### Your goal
Copy the lines below word for word, from the line containing "Where can the cowboy" through the last line of the records, both included.

(Dataset records)
────────
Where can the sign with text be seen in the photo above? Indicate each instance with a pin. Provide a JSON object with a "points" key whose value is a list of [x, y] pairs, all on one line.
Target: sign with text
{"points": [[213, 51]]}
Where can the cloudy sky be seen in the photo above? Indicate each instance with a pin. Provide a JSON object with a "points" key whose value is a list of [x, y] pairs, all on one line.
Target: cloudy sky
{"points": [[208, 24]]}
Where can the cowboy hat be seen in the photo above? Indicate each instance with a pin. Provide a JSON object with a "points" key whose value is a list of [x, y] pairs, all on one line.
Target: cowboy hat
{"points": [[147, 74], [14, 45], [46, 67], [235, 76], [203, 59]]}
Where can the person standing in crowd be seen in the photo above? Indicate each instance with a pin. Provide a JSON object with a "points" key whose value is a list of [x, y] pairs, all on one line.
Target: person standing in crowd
────────
### The completed task
Where can the cowboy hat be seen in the photo above? Indicate each instance with a pin. Provide a JSON object with a "points" key whose value is a list of [x, y] pairs, all on one line.
Target: cowboy hat
{"points": [[147, 74], [14, 45], [46, 67], [235, 76], [203, 59]]}
Where can the person standing in crowd be seen in the photo above? Indicate each instance with a pin. Provide a JSON object with a "points" key whose value is a list of [x, y] pairs, all on one line.
Target: person standing in crowd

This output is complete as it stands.